**WHAT THIS TASK INVOLVES**
Exact copies of all the records are to be printed.

-*-

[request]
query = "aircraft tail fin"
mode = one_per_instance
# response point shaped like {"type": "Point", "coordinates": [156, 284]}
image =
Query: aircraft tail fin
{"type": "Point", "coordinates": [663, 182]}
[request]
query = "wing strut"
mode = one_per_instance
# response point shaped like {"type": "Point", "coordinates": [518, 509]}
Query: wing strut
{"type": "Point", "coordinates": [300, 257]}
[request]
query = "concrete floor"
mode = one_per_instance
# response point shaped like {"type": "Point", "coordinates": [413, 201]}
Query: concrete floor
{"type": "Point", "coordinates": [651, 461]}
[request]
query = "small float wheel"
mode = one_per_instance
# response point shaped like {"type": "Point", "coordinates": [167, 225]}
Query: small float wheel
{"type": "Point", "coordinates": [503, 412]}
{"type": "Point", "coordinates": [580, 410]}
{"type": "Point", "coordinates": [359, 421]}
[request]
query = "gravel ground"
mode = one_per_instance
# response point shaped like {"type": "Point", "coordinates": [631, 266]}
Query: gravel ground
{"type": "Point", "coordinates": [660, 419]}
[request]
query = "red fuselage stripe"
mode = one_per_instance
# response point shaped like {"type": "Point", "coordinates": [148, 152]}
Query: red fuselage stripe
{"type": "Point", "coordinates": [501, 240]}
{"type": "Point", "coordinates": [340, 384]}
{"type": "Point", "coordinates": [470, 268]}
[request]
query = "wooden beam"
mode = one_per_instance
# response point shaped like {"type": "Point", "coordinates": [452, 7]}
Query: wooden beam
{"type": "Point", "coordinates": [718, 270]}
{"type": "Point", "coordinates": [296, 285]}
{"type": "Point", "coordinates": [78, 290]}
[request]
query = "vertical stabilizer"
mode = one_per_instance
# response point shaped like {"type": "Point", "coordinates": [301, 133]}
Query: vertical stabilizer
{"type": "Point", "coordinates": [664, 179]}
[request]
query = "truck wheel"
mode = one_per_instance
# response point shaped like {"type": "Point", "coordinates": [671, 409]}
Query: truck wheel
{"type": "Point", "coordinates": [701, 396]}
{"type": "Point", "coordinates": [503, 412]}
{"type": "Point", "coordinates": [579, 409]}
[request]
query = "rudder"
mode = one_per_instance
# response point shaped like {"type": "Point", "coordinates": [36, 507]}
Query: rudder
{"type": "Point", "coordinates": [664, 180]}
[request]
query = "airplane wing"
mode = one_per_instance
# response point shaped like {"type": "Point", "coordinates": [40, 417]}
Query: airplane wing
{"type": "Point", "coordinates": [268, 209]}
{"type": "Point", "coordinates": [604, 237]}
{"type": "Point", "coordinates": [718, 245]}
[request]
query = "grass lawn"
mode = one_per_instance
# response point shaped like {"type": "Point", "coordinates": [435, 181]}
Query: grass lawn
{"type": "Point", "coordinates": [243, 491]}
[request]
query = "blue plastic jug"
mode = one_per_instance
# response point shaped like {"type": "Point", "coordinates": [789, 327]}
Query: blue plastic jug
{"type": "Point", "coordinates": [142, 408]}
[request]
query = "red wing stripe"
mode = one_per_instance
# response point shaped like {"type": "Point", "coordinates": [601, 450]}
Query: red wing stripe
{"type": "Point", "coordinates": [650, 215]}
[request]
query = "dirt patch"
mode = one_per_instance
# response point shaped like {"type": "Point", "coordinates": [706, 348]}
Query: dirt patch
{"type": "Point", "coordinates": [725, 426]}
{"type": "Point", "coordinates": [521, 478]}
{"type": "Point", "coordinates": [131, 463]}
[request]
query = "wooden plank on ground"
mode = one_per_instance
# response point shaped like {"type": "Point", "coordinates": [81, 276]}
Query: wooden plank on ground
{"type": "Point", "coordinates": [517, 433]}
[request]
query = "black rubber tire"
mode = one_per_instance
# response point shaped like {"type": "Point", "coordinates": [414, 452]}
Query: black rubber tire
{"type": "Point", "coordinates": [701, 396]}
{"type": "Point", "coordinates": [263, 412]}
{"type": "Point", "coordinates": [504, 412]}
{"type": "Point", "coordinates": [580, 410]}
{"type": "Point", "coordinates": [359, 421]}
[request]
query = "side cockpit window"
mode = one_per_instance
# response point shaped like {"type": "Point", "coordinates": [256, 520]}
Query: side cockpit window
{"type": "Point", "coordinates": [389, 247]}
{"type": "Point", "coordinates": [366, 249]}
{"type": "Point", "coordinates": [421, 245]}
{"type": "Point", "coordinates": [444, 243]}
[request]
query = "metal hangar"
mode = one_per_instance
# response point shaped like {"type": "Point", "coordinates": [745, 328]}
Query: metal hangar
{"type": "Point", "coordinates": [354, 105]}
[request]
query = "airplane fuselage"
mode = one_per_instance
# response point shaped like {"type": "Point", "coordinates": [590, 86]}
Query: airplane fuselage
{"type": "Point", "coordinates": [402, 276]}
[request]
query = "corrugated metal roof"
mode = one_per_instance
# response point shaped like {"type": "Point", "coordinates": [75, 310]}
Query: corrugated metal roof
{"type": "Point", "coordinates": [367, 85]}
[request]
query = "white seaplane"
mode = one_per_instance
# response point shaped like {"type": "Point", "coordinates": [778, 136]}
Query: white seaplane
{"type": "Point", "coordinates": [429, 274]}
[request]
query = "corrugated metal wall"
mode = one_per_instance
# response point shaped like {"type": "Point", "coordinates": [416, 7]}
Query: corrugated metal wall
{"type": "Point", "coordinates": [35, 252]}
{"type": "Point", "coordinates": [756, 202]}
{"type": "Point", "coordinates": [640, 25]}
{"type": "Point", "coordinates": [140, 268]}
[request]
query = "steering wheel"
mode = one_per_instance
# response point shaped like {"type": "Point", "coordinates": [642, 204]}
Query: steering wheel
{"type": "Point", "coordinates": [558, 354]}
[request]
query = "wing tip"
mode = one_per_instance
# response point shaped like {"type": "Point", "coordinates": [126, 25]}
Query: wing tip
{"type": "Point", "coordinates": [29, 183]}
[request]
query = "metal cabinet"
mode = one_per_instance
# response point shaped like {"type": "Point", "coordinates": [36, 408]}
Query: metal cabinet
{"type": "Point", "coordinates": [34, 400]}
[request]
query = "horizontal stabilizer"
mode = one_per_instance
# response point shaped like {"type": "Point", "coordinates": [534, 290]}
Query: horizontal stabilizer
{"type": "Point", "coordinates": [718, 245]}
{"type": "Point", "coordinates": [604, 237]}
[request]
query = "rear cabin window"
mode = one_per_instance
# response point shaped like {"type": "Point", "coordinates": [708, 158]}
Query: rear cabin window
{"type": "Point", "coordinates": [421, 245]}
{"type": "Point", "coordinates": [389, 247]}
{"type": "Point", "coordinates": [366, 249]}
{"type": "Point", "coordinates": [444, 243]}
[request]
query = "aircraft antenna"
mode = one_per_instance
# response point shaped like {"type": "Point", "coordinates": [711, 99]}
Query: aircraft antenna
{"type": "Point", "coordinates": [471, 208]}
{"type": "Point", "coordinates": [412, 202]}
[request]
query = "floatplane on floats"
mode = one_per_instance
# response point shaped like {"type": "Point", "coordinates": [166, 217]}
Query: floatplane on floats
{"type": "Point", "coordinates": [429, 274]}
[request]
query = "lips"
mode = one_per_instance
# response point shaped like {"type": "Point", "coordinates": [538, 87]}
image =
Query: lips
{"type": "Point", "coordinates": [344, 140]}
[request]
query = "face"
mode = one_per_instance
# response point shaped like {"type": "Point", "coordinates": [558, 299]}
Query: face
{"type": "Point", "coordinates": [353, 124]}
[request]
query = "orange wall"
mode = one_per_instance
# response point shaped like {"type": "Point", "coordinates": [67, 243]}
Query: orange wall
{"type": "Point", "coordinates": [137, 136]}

-*-

**RESULT**
[request]
query = "aircraft tail fin"
mode = one_per_instance
# response point shaped like {"type": "Point", "coordinates": [156, 284]}
image =
Query: aircraft tail fin
{"type": "Point", "coordinates": [663, 182]}
[request]
query = "wing strut"
mode = one_per_instance
# response point shaped like {"type": "Point", "coordinates": [518, 509]}
Query: wing strut
{"type": "Point", "coordinates": [300, 257]}
[request]
query = "concrete floor"
mode = one_per_instance
# response point shaped like {"type": "Point", "coordinates": [413, 201]}
Query: concrete floor
{"type": "Point", "coordinates": [651, 461]}
[request]
query = "small float wheel"
mode = one_per_instance
# response point shaped like {"type": "Point", "coordinates": [167, 225]}
Query: small float wheel
{"type": "Point", "coordinates": [503, 412]}
{"type": "Point", "coordinates": [580, 410]}
{"type": "Point", "coordinates": [359, 421]}
[request]
query = "gravel ground"
mode = one_per_instance
# response point shaped like {"type": "Point", "coordinates": [631, 266]}
Query: gravel ground
{"type": "Point", "coordinates": [660, 419]}
[request]
query = "red fuselage stripe"
mode = one_per_instance
# response point shaped like {"type": "Point", "coordinates": [148, 152]}
Query: red fuselage stripe
{"type": "Point", "coordinates": [501, 240]}
{"type": "Point", "coordinates": [340, 384]}
{"type": "Point", "coordinates": [470, 268]}
[request]
query = "wooden beam"
mode = one_per_instance
# response point shaped like {"type": "Point", "coordinates": [452, 7]}
Query: wooden beam
{"type": "Point", "coordinates": [718, 270]}
{"type": "Point", "coordinates": [296, 285]}
{"type": "Point", "coordinates": [78, 290]}
[request]
query = "vertical stabilizer"
mode = one_per_instance
# response point shaped like {"type": "Point", "coordinates": [301, 133]}
Query: vertical stabilizer
{"type": "Point", "coordinates": [664, 179]}
[request]
query = "truck wheel"
mode = one_per_instance
# response point shaped like {"type": "Point", "coordinates": [671, 409]}
Query: truck wheel
{"type": "Point", "coordinates": [701, 396]}
{"type": "Point", "coordinates": [503, 412]}
{"type": "Point", "coordinates": [579, 409]}
[request]
query = "rudder"
mode = one_per_instance
# response point shaped like {"type": "Point", "coordinates": [36, 507]}
Query: rudder
{"type": "Point", "coordinates": [664, 180]}
[request]
query = "airplane wing"
mode = one_per_instance
# response point shaped like {"type": "Point", "coordinates": [40, 417]}
Query: airplane wing
{"type": "Point", "coordinates": [268, 209]}
{"type": "Point", "coordinates": [604, 237]}
{"type": "Point", "coordinates": [718, 245]}
[request]
query = "grass lawn"
mode = one_per_instance
# response point shaped like {"type": "Point", "coordinates": [435, 181]}
Query: grass lawn
{"type": "Point", "coordinates": [243, 491]}
[request]
query = "blue plastic jug"
mode = one_per_instance
# response point shaped like {"type": "Point", "coordinates": [789, 327]}
Query: blue plastic jug
{"type": "Point", "coordinates": [142, 408]}
[request]
query = "red wing stripe"
mode = one_per_instance
# response point shaped like {"type": "Point", "coordinates": [601, 450]}
Query: red wing stripe
{"type": "Point", "coordinates": [650, 215]}
[request]
query = "dirt patch"
mode = one_per_instance
# response point shaped like {"type": "Point", "coordinates": [706, 348]}
Query: dirt patch
{"type": "Point", "coordinates": [725, 426]}
{"type": "Point", "coordinates": [521, 478]}
{"type": "Point", "coordinates": [131, 463]}
[request]
query = "wooden plank on ground"
mode = one_per_instance
# response point shaped like {"type": "Point", "coordinates": [81, 276]}
Query: wooden plank on ground
{"type": "Point", "coordinates": [517, 433]}
[request]
query = "black rubber tire"
mode = one_per_instance
# response point shaped like {"type": "Point", "coordinates": [414, 452]}
Query: black rubber tire
{"type": "Point", "coordinates": [701, 396]}
{"type": "Point", "coordinates": [263, 412]}
{"type": "Point", "coordinates": [504, 412]}
{"type": "Point", "coordinates": [580, 410]}
{"type": "Point", "coordinates": [359, 421]}
[request]
query = "side cockpit window"
mode = one_per_instance
# response point shaped like {"type": "Point", "coordinates": [256, 520]}
Query: side cockpit window
{"type": "Point", "coordinates": [389, 247]}
{"type": "Point", "coordinates": [366, 249]}
{"type": "Point", "coordinates": [421, 245]}
{"type": "Point", "coordinates": [444, 243]}
[request]
query = "metal hangar"
mode = one_per_instance
# response point shaped like {"type": "Point", "coordinates": [745, 328]}
Query: metal hangar
{"type": "Point", "coordinates": [354, 105]}
[request]
query = "airplane fuselage"
mode = one_per_instance
# response point shaped like {"type": "Point", "coordinates": [590, 86]}
Query: airplane fuselage
{"type": "Point", "coordinates": [402, 276]}
[request]
query = "corrugated metal roof"
mode = one_per_instance
# response point shaped like {"type": "Point", "coordinates": [75, 310]}
Query: corrugated metal roof
{"type": "Point", "coordinates": [367, 85]}
[request]
query = "white seaplane"
mode = one_per_instance
# response point shaped like {"type": "Point", "coordinates": [778, 136]}
Query: white seaplane
{"type": "Point", "coordinates": [429, 274]}
[request]
query = "corrugated metal wall"
mode = one_per_instance
# response point shaped like {"type": "Point", "coordinates": [416, 7]}
Query: corrugated metal wall
{"type": "Point", "coordinates": [35, 252]}
{"type": "Point", "coordinates": [756, 202]}
{"type": "Point", "coordinates": [640, 25]}
{"type": "Point", "coordinates": [140, 268]}
[request]
query = "steering wheel"
mode = one_per_instance
# response point shaped like {"type": "Point", "coordinates": [642, 204]}
Query: steering wheel
{"type": "Point", "coordinates": [558, 354]}
[request]
query = "wing tip"
mode = one_per_instance
# response point shaped like {"type": "Point", "coordinates": [126, 25]}
Query: wing tip
{"type": "Point", "coordinates": [29, 183]}
[request]
query = "metal cabinet"
mode = one_per_instance
# response point shaped like {"type": "Point", "coordinates": [36, 408]}
Query: metal cabinet
{"type": "Point", "coordinates": [34, 400]}
[request]
query = "horizontal stabilizer"
mode = one_per_instance
# response point shaped like {"type": "Point", "coordinates": [534, 290]}
Query: horizontal stabilizer
{"type": "Point", "coordinates": [718, 245]}
{"type": "Point", "coordinates": [604, 237]}
[request]
query = "rear cabin window"
mode = one_per_instance
# response point shaped like {"type": "Point", "coordinates": [708, 158]}
Query: rear cabin window
{"type": "Point", "coordinates": [421, 245]}
{"type": "Point", "coordinates": [389, 247]}
{"type": "Point", "coordinates": [366, 249]}
{"type": "Point", "coordinates": [444, 243]}
[request]
query = "aircraft antenna"
mode = one_per_instance
# response point shaped like {"type": "Point", "coordinates": [711, 99]}
Query: aircraft antenna
{"type": "Point", "coordinates": [471, 208]}
{"type": "Point", "coordinates": [412, 202]}
[request]
query = "floatplane on floats"
mode = one_per_instance
# response point shaped like {"type": "Point", "coordinates": [166, 217]}
Query: floatplane on floats
{"type": "Point", "coordinates": [429, 274]}
[request]
query = "lips"
mode = one_per_instance
# response point shaped like {"type": "Point", "coordinates": [538, 87]}
image =
Query: lips
{"type": "Point", "coordinates": [344, 140]}
[request]
query = "face"
mode = one_per_instance
# response point shaped like {"type": "Point", "coordinates": [558, 299]}
Query: face
{"type": "Point", "coordinates": [353, 124]}
[request]
query = "orange wall"
mode = one_per_instance
# response point shaped like {"type": "Point", "coordinates": [67, 243]}
Query: orange wall
{"type": "Point", "coordinates": [137, 136]}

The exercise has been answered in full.